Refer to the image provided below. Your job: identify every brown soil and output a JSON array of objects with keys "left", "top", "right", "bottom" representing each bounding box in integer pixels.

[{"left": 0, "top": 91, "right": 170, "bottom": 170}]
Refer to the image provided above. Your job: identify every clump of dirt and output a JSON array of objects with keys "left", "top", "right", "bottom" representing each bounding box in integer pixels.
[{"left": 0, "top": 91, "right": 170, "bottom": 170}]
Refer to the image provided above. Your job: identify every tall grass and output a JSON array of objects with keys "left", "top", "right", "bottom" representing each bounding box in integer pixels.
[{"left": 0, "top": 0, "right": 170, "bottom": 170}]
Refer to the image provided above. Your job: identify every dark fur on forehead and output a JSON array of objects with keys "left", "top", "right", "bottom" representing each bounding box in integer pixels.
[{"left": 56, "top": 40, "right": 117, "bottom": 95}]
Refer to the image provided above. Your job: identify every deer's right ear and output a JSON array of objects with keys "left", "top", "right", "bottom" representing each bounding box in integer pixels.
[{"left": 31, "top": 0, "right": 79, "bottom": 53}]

==

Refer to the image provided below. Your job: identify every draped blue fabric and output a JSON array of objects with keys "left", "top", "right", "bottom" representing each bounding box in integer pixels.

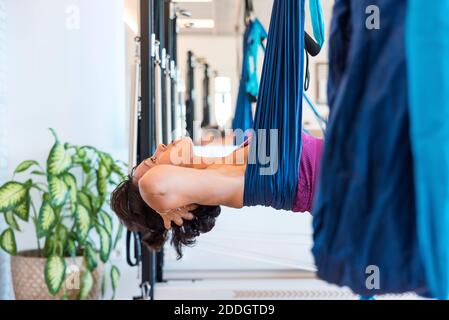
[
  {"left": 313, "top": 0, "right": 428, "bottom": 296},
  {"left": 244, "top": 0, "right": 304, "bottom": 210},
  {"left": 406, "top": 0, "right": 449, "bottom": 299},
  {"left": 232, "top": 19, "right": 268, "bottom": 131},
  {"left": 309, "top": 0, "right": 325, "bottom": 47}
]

» **Given exercise**: Which lines of the listing above contain the string "below", with case counting? Pick out each one and copy it in full.

» **Finished exercise**:
Refer to the image provided below. Your job: identify every brown soil and output a JSON array of objects with keys "left", "top", "right", "bottom" representing each bounding box in integer pixels.
Refer to the image provided below. Your job: identify every draped blue fabric and output a JSON array of objects with keys "left", "top", "right", "bottom" representing each bounding box in integer pixels.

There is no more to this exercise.